**Challenge:**
The records that follow must be repeated verbatim, every one of them.

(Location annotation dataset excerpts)
╭──
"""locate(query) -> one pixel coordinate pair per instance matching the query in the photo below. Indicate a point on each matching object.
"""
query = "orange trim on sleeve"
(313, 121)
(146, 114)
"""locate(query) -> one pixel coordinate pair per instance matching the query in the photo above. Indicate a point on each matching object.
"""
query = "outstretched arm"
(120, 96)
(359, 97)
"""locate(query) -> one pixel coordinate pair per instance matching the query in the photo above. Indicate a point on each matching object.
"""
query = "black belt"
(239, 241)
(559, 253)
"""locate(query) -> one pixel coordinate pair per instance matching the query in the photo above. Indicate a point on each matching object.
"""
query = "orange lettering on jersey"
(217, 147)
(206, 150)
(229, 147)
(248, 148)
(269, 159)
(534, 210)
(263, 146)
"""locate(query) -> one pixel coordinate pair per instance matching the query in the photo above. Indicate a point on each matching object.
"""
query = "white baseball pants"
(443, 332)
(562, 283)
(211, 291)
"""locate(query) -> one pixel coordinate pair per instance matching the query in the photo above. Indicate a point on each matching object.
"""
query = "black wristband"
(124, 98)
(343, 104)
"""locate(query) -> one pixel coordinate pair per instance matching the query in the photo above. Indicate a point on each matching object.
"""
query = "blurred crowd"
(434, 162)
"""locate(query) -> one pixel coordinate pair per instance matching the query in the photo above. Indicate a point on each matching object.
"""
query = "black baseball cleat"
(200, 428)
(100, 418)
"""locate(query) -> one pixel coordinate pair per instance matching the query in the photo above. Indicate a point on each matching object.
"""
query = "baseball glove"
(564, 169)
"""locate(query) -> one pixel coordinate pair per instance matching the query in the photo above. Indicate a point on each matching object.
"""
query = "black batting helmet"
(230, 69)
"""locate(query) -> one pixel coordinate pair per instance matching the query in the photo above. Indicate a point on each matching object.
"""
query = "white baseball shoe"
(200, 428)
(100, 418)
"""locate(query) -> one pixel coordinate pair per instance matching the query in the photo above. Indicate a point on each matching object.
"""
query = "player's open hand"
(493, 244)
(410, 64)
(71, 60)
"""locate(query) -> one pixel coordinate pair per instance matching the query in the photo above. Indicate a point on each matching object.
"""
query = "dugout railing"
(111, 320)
╰──
**The result:**
"""locate(query) -> one pixel coordinate pair per instance matching the query in the photo below. Indicate a point on each matching object.
"""
query = "orange trim on sleeve"
(313, 121)
(146, 114)
"""locate(query) -> one pixel coordinate pair per instance matching the query in the photo above. Indicate a point on each matching object.
"""
query = "outstretched arm"
(120, 96)
(359, 97)
"""locate(query) -> one pixel coordinate pair per instance matching the query in the photo above. Indicate a point on each matching object.
"""
query = "black belt"
(239, 241)
(559, 253)
"""locate(query) -> one pixel coordinate pair per instance matching the query in the photo above. Indicate a point on each matching object.
"""
query = "orange lettering on jersey"
(217, 147)
(206, 150)
(229, 147)
(248, 148)
(269, 159)
(534, 210)
(263, 146)
"""locate(query) -> one pixel coordinate pair per instance matching the query in the photo above. Indicate a point on each matching object.
"""
query = "white baseball pants"
(443, 332)
(562, 283)
(211, 291)
"""locate(query) -> one pixel coordinate pair per instance matching the query in the photo above. Indicate a point on each matching object.
"""
query = "black wristband"
(124, 98)
(343, 104)
"""locate(query) -> one pixel coordinate pair per instance matching the query in the photo above. Indicate a point on each matching object.
"""
query = "blurred crowd"
(434, 162)
"""locate(query) -> one pixel coordinate pair per instance matching the query in the photo above. Indicate a point on each matching object.
"""
query = "black baseball cleat"
(200, 428)
(100, 418)
"""locate(query) -> one pixel coordinate pair per instance matching the query in the photo above. Indicate a point on each matching object.
"""
query = "baseball glove"
(564, 169)
"""locate(query) -> one pixel coordinate pair per instance matching the query in the photo above. Indicate a point on each matching object.
"""
query = "black batting helmet"
(230, 69)
"""locate(query) -> one pixel coordinate pair per instance matching the query in the photo above. Indicate a point on each matching object.
"""
query = "white baseball shoe"
(200, 428)
(100, 418)
"""locate(query) -> one pixel coordinate pair per instance matching the query in the photo above. Indicate a point on each matching object.
"""
query = "player's open hand"
(493, 244)
(410, 64)
(71, 60)
"""locate(query) -> one pixel coordinate pair per instance matching the query in the photo above. Indicate a point on each matching object.
"""
query = "dugout railing"
(111, 320)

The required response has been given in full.